§ Task details
Each of the entries should be retyped precisely as it appears.

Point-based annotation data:
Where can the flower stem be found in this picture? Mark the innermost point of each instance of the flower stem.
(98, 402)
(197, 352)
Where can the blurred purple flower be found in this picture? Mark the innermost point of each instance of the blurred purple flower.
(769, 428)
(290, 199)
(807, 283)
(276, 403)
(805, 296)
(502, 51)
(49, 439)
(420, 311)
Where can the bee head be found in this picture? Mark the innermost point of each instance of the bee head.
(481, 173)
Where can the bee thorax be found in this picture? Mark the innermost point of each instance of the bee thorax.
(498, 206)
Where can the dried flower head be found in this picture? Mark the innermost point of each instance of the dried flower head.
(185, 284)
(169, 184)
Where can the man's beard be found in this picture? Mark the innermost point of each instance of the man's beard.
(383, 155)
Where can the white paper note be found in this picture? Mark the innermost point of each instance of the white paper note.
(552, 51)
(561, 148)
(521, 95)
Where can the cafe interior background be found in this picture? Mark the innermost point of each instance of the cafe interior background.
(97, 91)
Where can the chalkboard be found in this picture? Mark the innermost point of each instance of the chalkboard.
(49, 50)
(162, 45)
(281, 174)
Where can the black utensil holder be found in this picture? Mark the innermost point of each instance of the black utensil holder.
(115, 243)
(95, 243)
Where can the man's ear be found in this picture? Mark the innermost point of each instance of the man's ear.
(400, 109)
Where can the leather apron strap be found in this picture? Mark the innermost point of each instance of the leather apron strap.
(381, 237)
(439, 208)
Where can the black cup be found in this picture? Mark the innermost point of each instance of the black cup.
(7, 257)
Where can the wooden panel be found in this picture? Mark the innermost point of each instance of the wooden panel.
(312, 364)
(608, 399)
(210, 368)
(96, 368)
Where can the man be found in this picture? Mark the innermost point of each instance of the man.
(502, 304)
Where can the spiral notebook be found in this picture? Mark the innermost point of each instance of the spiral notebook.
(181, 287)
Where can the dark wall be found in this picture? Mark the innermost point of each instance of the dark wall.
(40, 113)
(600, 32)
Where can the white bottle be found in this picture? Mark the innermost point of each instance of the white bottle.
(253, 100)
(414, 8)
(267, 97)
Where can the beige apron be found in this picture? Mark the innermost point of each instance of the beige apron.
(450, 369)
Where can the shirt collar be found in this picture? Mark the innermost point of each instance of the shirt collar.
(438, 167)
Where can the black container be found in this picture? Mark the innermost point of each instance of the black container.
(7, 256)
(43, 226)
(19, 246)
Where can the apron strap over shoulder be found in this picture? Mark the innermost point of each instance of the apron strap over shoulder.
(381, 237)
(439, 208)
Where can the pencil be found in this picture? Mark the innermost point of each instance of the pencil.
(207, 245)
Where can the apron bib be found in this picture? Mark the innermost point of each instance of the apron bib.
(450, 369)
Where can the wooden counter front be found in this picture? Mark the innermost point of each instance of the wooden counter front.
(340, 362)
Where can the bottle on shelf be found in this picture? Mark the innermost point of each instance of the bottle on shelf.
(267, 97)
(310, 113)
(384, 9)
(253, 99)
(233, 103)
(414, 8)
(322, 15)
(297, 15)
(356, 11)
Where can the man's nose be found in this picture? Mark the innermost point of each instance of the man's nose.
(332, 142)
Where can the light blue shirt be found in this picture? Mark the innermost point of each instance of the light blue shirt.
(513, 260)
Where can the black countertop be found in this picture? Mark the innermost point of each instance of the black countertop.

§ Task result
Where can the flower stem be found in this picture? Mark the innermost point of each instance of the flower stem.
(98, 402)
(197, 352)
Where can the blurred purple flower be found in this picture? Mark the innermost point of each instance of the blurred purple flower.
(769, 428)
(290, 199)
(807, 283)
(276, 403)
(805, 296)
(502, 51)
(49, 439)
(420, 311)
Where can the bee head be found in this picture? Mark the innermost point of each instance of the bee head.
(481, 173)
Where can the bee thorax be found in this picture? Mark the innermost point of each instance of the bee thorax.
(498, 206)
Where can the dried flower head be found in this picture? Mark the innermost point of each instance of the dried flower head.
(185, 284)
(169, 184)
Where can the man's beard be found in this picture? Mark the innermost point of each instance of the man's beard.
(383, 155)
Where can the white paper note be found in this picture? Mark the innermost point of each instance of the white paper note.
(552, 51)
(561, 148)
(521, 95)
Where can the cafe interior background be found in this picture? Mark the innermost point of each instance of the cafe interior background.
(97, 91)
Where can the chalkboard be found in this picture? Mark the innermost point of each instance of the chalkboard.
(49, 50)
(162, 45)
(281, 174)
Where can the black utensil holder be found in this picture? Mark the innermost point of each instance of the black utensil holder.
(115, 243)
(95, 243)
Where can the man's ear be found in this picture? Mark the innermost point of each instance of the man's ear.
(400, 109)
Where can the leather apron strap be found in this picture? Mark the innermost point of each instance of the leather apron strap.
(381, 237)
(439, 208)
Where can the black cup be found in this picture? Mark the innermost point of each instance of the black cup.
(7, 257)
Where can the wooden panel be found in this picture? Mark the innermost point of each instance of the wooden panel.
(312, 364)
(608, 399)
(210, 368)
(96, 368)
Where can the man be found in this picture? Mark the innermost point of each instance of the man.
(502, 304)
Where can the spiral notebook be found in this picture? Mark the innermost point of each instance of the spiral notebook.
(181, 287)
Where can the dark wall be found in this picture? Mark the innermost point of each instance of the dark wall.
(40, 113)
(600, 32)
Where can the white bottle be found in this picture? Mark the innermost point of each instance of the white bottle.
(253, 100)
(414, 8)
(267, 97)
Where can the beige apron be found in this picture? Mark the innermost point of each instance of the beige apron.
(450, 369)
Where can the shirt collar be found in this picture? Mark the innermost point of each instance of the shirt collar.
(438, 167)
Where can the black container be found in this picture? Mark the innermost point of each instance of the black container.
(7, 256)
(43, 226)
(19, 246)
Where can the apron strap over shoulder be found in this picture? Mark the innermost point of each instance of the apron strap over shoulder.
(381, 237)
(439, 208)
Where can the pencil be found in this picture? Mark the innermost point of each instance of the pencil.
(207, 245)
Where can the apron bib be found in this picture? Mark the innermost point of each instance of the apron bib.
(450, 369)
Where can the wooden counter front be found in this picture? Mark the innermost point of each instance of the wooden counter front.
(340, 362)
Where can the bottle on shelf be found in this picture? Mark the innermost point of each instance of the bottle on shelf.
(267, 97)
(310, 113)
(384, 9)
(253, 99)
(233, 103)
(414, 8)
(322, 15)
(297, 15)
(356, 11)
Where can the man's nose be found in this picture? Mark the innermost point of each instance of the man's nose.
(332, 142)
Where can the light blue shirt be found in this picture? Mark the innermost point of each instance of the light blue shirt.
(513, 260)
Where can the black countertop be found in this picture? Mark the innermost point of each instance of the black countertop.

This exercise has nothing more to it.